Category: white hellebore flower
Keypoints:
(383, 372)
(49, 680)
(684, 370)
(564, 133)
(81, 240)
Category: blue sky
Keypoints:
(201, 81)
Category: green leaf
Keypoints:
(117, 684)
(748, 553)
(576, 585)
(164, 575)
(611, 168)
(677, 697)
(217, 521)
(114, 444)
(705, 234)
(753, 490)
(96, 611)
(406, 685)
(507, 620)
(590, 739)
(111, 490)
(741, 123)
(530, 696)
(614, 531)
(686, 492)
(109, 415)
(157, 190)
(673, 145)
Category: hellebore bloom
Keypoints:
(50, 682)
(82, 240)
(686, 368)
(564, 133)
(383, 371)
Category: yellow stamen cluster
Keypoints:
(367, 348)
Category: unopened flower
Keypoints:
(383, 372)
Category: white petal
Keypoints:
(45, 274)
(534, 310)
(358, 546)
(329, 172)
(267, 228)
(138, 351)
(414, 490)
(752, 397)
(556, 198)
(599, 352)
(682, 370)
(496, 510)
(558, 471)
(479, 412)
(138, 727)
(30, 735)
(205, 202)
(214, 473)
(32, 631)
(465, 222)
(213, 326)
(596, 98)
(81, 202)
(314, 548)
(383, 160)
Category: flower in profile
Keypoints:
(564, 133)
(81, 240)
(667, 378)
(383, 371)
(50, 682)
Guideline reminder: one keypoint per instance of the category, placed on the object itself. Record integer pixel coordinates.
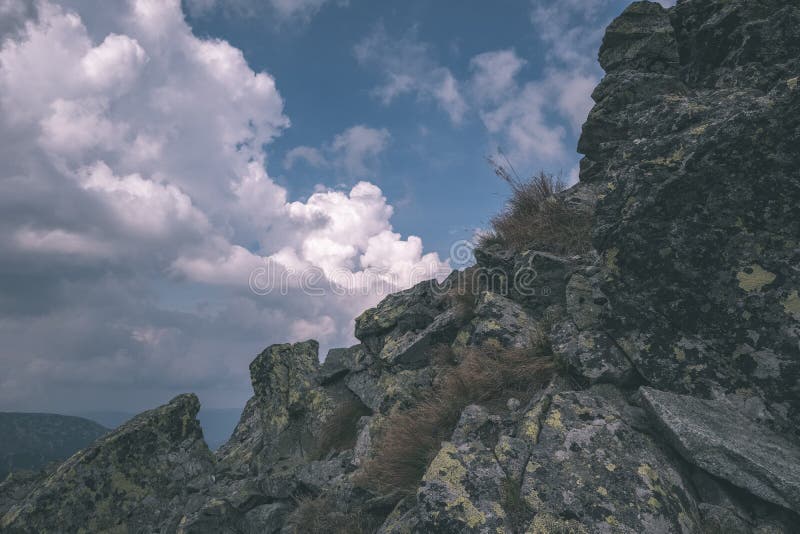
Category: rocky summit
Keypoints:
(651, 384)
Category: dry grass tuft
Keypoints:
(319, 515)
(340, 430)
(412, 438)
(538, 217)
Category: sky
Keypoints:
(185, 183)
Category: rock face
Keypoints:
(32, 440)
(726, 444)
(138, 478)
(676, 404)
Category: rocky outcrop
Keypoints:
(677, 342)
(693, 148)
(138, 478)
(726, 444)
(32, 440)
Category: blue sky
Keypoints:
(185, 183)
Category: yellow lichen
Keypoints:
(498, 510)
(611, 260)
(449, 471)
(699, 130)
(554, 420)
(545, 523)
(533, 500)
(756, 279)
(792, 305)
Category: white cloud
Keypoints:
(60, 241)
(353, 152)
(407, 66)
(312, 156)
(132, 180)
(116, 62)
(533, 120)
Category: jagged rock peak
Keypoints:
(137, 478)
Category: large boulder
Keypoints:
(139, 478)
(723, 442)
(694, 140)
(589, 463)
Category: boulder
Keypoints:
(714, 437)
(692, 144)
(141, 477)
(588, 463)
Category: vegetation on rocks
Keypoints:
(487, 374)
(649, 385)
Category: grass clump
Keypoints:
(412, 438)
(538, 217)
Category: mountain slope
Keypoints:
(647, 385)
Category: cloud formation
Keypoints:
(353, 153)
(135, 205)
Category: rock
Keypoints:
(722, 442)
(502, 321)
(591, 354)
(32, 440)
(410, 310)
(692, 146)
(138, 478)
(462, 489)
(412, 349)
(18, 485)
(539, 280)
(589, 464)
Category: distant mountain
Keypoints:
(31, 440)
(217, 423)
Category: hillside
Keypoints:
(32, 440)
(645, 381)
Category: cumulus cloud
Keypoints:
(353, 152)
(407, 66)
(494, 74)
(135, 207)
(284, 9)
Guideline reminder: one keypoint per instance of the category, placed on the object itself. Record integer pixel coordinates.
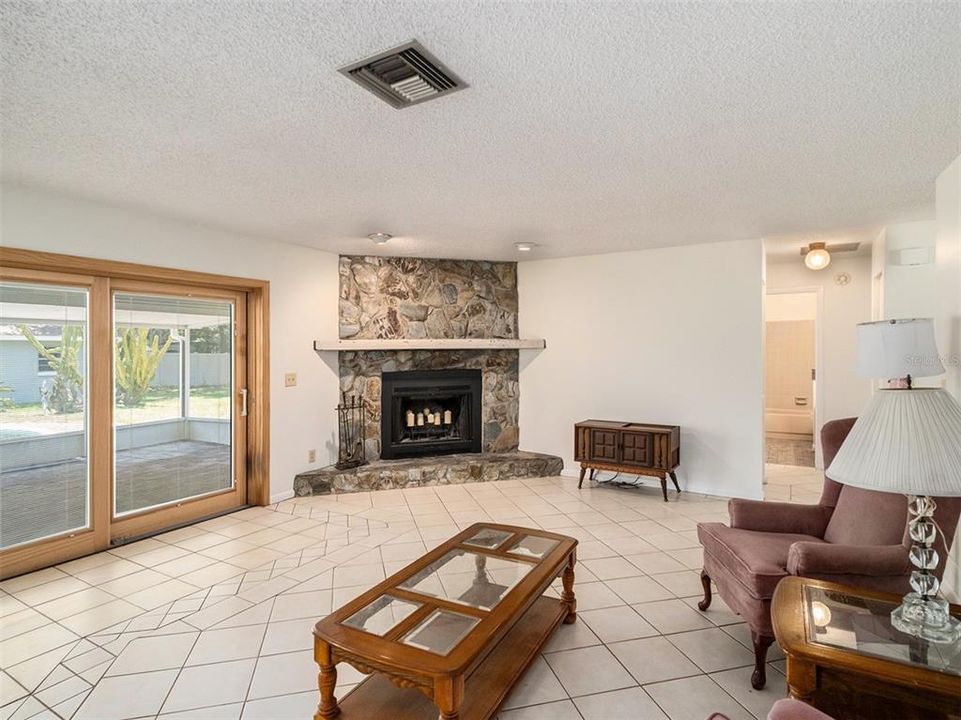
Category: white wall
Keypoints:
(785, 307)
(948, 273)
(842, 393)
(909, 290)
(947, 316)
(671, 335)
(303, 299)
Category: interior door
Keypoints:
(179, 410)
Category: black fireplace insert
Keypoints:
(430, 412)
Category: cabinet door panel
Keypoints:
(604, 445)
(636, 448)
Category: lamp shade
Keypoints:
(908, 441)
(898, 348)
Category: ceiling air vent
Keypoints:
(404, 75)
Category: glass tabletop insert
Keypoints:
(381, 615)
(474, 579)
(440, 631)
(487, 538)
(859, 624)
(531, 546)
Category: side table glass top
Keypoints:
(863, 625)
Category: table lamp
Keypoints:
(908, 441)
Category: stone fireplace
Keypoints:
(430, 413)
(415, 298)
(401, 324)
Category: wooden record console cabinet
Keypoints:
(632, 448)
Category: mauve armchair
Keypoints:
(786, 710)
(852, 536)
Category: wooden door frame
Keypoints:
(97, 274)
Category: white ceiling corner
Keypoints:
(587, 127)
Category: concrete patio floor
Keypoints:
(42, 501)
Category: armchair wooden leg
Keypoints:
(706, 584)
(761, 644)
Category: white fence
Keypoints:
(205, 369)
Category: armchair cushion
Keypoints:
(756, 560)
(867, 517)
(879, 567)
(779, 517)
(788, 709)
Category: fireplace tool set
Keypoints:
(350, 415)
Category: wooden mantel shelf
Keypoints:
(431, 344)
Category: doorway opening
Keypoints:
(790, 392)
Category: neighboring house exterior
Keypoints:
(22, 368)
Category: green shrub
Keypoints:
(137, 359)
(66, 395)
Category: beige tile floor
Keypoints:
(212, 622)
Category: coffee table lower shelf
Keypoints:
(484, 690)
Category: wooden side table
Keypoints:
(845, 659)
(631, 448)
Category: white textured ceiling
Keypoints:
(587, 127)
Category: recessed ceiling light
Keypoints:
(817, 258)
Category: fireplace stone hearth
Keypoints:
(428, 471)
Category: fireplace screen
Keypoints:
(430, 413)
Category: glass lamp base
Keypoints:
(926, 618)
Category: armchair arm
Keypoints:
(819, 559)
(779, 517)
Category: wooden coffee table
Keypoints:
(459, 626)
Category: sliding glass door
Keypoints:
(44, 469)
(123, 408)
(179, 370)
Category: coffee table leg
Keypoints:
(567, 597)
(326, 681)
(448, 696)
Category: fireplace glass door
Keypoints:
(430, 413)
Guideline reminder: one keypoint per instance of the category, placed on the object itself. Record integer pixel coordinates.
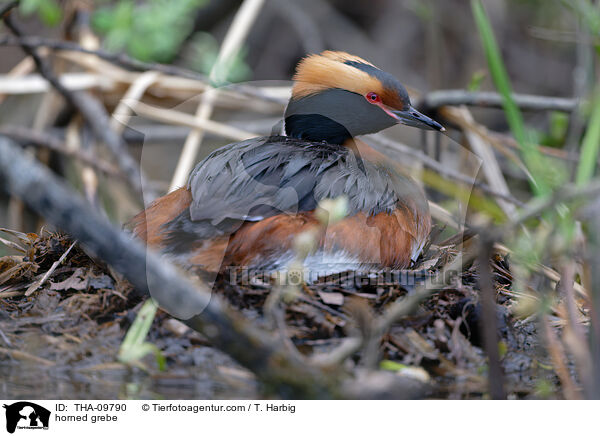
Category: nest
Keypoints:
(60, 307)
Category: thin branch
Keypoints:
(132, 64)
(236, 34)
(445, 171)
(489, 325)
(457, 97)
(39, 139)
(92, 111)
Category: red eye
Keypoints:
(373, 98)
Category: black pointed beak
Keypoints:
(414, 118)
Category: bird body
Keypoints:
(246, 203)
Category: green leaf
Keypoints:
(590, 145)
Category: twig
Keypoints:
(152, 275)
(122, 112)
(444, 170)
(558, 357)
(35, 285)
(39, 139)
(93, 112)
(22, 355)
(231, 44)
(187, 120)
(489, 163)
(489, 325)
(457, 97)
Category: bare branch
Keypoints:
(227, 330)
(457, 97)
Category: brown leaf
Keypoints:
(333, 298)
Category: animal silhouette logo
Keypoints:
(26, 415)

→ Work item:
From the records above, copy out the line with "Category: vegetation on rocks", the line with "Category: cumulus cloud", and every line between them, word for word.

→ Reply:
Category: vegetation on rocks
Keypoints:
(487, 374)
(649, 385)
Category: grass clump
Keypoints:
(412, 438)
(538, 217)
Category: mountain slope
Keypoints:
(647, 385)
Category: cloud formation
Keypoints:
(353, 153)
(135, 205)
Category: rock
Keypoints:
(722, 442)
(502, 321)
(591, 354)
(32, 440)
(410, 310)
(692, 146)
(138, 478)
(462, 489)
(412, 349)
(18, 485)
(539, 280)
(589, 464)
Category: distant mountain
Keypoints:
(31, 440)
(217, 423)
Category: hillside
Keypoints:
(32, 440)
(645, 381)
Category: cumulus cloud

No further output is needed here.